### What you should do
Starting with the line that contains "Reviewer check: make sure each instance of the person kneeling", reproduce each line through the end of the entries exactly as written.

(Referring expression pointing data)
■ ■ ■ ■

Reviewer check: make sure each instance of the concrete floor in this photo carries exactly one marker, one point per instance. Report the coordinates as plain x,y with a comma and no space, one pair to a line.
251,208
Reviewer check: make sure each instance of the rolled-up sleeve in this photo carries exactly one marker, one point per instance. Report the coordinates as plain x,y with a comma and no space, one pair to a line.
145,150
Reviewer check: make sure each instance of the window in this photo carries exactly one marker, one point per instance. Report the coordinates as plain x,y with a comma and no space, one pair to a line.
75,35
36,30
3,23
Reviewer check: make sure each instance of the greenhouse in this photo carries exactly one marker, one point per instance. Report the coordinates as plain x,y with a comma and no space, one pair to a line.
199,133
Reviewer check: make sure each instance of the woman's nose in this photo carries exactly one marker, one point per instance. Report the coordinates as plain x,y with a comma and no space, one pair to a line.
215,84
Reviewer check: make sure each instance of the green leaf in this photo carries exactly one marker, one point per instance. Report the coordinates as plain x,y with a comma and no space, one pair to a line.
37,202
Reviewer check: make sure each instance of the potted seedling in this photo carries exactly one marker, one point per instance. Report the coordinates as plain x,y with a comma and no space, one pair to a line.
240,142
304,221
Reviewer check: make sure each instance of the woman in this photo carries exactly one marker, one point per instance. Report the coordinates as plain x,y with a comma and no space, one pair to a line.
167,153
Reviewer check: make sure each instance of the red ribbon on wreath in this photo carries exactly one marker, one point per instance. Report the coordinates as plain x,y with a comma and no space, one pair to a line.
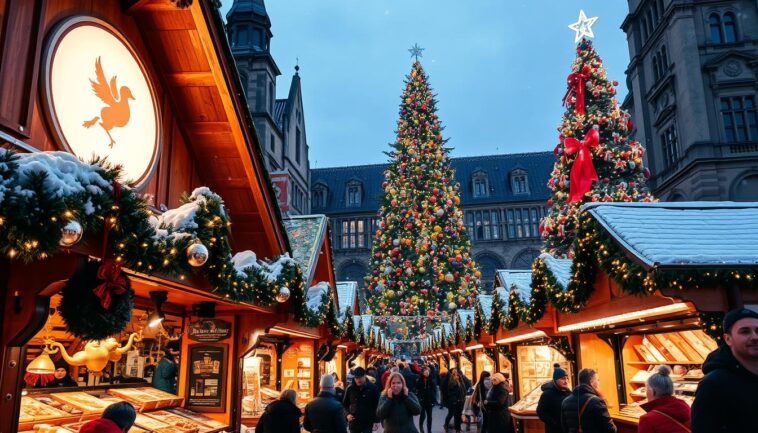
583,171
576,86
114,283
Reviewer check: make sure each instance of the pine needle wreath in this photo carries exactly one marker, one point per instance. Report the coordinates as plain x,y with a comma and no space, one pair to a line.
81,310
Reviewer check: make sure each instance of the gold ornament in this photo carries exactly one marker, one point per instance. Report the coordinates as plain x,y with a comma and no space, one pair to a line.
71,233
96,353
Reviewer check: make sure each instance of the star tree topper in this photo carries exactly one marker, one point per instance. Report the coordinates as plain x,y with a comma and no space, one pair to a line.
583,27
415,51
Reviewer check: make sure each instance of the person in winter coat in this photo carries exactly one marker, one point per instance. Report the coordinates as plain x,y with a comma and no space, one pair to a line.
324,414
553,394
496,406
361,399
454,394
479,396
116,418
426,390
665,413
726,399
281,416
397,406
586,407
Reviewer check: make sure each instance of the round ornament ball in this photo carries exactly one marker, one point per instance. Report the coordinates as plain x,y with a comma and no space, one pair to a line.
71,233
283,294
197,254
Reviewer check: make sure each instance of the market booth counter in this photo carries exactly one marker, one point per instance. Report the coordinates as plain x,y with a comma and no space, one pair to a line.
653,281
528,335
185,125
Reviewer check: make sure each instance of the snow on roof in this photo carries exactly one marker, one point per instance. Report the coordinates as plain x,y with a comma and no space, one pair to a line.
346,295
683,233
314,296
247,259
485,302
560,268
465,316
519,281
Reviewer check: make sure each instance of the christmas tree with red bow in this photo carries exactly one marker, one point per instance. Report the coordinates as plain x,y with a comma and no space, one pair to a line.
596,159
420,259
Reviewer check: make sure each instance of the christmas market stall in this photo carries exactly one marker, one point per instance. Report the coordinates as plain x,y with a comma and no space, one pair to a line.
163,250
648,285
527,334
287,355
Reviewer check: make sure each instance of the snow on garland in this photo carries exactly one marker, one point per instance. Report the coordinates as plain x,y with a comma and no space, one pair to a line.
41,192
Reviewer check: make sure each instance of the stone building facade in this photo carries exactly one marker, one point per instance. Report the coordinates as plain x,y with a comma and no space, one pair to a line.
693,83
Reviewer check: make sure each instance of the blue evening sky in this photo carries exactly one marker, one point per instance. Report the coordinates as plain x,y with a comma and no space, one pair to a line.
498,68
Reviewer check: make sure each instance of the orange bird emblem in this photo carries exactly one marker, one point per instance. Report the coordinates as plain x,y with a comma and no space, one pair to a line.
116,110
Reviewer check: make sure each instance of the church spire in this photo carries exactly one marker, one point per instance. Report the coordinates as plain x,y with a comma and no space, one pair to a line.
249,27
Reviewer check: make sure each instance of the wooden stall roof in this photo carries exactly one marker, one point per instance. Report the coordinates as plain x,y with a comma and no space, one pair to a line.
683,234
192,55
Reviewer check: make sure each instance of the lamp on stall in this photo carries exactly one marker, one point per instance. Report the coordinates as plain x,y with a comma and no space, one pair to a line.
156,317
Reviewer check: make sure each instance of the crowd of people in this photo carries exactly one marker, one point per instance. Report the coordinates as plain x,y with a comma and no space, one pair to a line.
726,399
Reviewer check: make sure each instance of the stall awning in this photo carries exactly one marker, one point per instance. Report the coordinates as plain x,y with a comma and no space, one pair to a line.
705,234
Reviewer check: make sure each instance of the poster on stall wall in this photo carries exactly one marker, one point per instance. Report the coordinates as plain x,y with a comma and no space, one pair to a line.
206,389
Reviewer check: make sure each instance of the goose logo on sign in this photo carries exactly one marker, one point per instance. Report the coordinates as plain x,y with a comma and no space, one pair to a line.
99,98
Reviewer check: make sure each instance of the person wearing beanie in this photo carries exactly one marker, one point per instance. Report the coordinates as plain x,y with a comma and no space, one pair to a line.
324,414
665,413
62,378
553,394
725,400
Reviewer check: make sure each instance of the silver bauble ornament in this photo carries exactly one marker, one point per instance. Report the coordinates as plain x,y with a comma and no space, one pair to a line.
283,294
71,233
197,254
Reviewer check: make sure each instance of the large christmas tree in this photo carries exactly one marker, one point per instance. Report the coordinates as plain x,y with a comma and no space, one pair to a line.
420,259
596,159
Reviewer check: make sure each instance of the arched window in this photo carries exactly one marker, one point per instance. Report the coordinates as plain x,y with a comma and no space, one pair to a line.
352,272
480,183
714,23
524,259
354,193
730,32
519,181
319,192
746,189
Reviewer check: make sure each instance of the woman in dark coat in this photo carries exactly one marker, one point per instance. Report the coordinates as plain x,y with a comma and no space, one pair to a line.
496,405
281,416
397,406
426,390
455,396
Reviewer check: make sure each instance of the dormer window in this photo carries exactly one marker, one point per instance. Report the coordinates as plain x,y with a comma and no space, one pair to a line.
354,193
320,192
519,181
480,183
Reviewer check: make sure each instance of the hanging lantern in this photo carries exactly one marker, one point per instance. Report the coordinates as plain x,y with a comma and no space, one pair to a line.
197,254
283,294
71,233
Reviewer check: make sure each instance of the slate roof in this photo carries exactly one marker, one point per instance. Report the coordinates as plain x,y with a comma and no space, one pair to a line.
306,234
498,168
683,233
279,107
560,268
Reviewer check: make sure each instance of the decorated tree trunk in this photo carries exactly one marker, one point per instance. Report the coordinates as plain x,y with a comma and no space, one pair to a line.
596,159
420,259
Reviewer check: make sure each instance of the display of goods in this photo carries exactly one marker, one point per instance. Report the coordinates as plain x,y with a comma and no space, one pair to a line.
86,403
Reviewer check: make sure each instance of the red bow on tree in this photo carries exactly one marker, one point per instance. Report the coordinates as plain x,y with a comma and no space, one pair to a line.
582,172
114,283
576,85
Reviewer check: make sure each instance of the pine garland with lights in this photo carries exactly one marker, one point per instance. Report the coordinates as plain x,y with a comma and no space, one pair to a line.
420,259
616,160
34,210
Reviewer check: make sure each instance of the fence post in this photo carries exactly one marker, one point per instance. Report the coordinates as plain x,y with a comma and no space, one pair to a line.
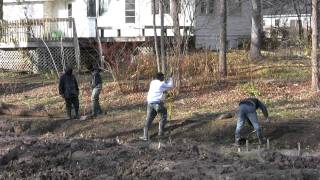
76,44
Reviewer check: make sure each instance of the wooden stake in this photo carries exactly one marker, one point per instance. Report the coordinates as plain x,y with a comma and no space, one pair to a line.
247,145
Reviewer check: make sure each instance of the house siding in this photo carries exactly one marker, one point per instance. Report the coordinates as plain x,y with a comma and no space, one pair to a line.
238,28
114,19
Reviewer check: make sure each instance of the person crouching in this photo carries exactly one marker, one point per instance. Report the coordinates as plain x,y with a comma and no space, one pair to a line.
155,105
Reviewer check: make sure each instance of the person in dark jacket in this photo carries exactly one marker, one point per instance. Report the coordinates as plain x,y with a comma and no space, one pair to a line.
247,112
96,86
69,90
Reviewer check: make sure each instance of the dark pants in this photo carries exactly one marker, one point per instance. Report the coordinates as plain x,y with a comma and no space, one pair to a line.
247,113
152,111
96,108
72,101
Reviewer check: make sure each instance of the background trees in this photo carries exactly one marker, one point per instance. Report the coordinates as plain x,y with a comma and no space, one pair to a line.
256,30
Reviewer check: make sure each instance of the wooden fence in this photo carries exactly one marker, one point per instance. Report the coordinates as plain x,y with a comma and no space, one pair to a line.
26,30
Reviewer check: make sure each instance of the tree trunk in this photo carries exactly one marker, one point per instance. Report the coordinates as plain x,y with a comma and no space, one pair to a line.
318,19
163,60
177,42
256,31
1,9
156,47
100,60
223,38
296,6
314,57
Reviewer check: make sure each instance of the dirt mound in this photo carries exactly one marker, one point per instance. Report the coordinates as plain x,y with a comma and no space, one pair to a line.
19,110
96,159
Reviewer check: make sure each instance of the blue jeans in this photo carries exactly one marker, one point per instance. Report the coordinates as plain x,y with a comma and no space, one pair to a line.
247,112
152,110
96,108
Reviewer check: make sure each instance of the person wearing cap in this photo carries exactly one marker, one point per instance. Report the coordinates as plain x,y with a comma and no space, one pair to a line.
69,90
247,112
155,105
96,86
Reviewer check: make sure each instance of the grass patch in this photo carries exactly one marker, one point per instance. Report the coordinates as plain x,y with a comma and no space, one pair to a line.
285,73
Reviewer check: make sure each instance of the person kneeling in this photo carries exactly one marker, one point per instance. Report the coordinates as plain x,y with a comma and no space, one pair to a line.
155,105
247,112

■ ■ ■ ■

### Solution below
Reviewer check: make sure each instance of the person kneeling in this photo carries exactly one marker, one point per instance. Report the coordinates as plain x,y with a comma and no space, one pair to a line.
155,105
247,112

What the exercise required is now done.